Work to do: Rewrite the records from the line containing "Definition of the keypoint: for every instance of the plaza" down to the end of the records, replacing "wooden pole" with "wooden post" and leaving everything else the same. Give back only those lines.

Data for this task:

● ● ● ● ●

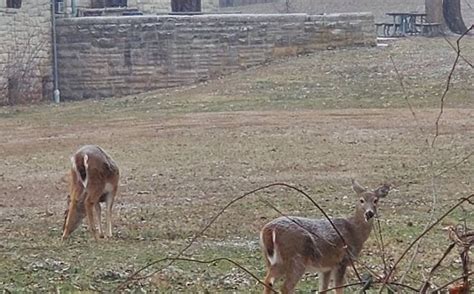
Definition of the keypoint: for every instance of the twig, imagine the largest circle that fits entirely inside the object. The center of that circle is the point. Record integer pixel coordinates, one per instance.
(461, 201)
(448, 83)
(218, 260)
(376, 282)
(382, 246)
(452, 281)
(402, 85)
(455, 165)
(454, 48)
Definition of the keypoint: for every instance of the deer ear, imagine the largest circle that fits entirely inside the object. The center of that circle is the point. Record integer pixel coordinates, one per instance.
(382, 191)
(357, 187)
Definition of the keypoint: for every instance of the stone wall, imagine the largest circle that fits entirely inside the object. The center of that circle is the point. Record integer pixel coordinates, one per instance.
(152, 6)
(114, 56)
(164, 6)
(25, 52)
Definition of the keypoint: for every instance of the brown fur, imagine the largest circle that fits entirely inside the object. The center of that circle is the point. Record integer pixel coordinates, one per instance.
(94, 178)
(293, 245)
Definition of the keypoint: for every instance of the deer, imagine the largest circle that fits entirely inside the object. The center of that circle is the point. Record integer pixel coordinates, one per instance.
(93, 178)
(292, 246)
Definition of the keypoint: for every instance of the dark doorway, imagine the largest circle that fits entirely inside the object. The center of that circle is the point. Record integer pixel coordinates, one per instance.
(185, 5)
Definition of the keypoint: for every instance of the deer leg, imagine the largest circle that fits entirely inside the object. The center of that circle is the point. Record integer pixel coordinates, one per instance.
(98, 218)
(270, 279)
(338, 276)
(109, 202)
(92, 198)
(324, 281)
(292, 277)
(89, 206)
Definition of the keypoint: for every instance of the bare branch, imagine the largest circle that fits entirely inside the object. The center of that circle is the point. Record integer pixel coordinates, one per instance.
(461, 201)
(448, 83)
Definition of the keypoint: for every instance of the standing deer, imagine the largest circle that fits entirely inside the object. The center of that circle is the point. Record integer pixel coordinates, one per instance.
(293, 245)
(94, 178)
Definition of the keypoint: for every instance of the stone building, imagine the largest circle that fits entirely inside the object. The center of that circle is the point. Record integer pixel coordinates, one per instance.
(25, 51)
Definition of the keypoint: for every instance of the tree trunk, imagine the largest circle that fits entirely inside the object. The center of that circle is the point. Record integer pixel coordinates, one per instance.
(453, 17)
(434, 12)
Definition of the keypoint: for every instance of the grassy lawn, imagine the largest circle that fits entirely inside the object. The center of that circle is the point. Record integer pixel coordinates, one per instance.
(314, 122)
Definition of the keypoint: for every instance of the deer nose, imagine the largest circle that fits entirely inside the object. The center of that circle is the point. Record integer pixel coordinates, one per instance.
(369, 214)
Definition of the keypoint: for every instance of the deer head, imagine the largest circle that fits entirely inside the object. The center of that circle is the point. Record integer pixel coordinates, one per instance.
(368, 200)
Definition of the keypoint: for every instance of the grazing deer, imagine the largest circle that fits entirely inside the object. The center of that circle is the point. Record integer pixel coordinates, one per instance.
(94, 178)
(293, 245)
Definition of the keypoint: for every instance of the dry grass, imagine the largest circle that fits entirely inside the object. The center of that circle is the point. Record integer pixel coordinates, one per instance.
(313, 121)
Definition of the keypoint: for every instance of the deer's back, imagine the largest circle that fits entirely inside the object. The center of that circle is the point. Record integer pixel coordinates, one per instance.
(315, 239)
(100, 164)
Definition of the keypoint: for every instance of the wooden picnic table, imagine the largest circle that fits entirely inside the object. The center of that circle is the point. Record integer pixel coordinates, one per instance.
(406, 22)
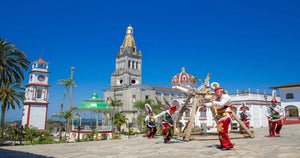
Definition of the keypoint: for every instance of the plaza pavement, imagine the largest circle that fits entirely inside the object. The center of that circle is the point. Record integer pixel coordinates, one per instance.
(288, 145)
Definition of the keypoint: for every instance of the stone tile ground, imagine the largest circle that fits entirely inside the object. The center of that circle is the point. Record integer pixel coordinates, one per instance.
(288, 145)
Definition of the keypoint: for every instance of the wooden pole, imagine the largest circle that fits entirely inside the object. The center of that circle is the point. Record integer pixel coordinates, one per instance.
(71, 88)
(243, 125)
(180, 113)
(193, 112)
(71, 93)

● ● ● ● ●

Exercise result:
Definition of the keypoint: for every instance of the plaza pavement, imagine the largest circle that fits entirely inside the object. The center of that circle is the point. Record integer pixel coordinates, one per instance.
(288, 145)
Definition of the keypoint: for every instance of the stone tile ground, imagine the largest circle that fits entirely inside the object. The center of that circle is the point. Record integer pixel coordinates, one per instance.
(288, 145)
Definition of the keypoint: for every instance of the wooden post, imagine the largest circle that fits entirely inside the object. The center of that circle is the point. Record integer pixel coordinates, one per instance.
(71, 88)
(243, 125)
(180, 113)
(193, 112)
(71, 93)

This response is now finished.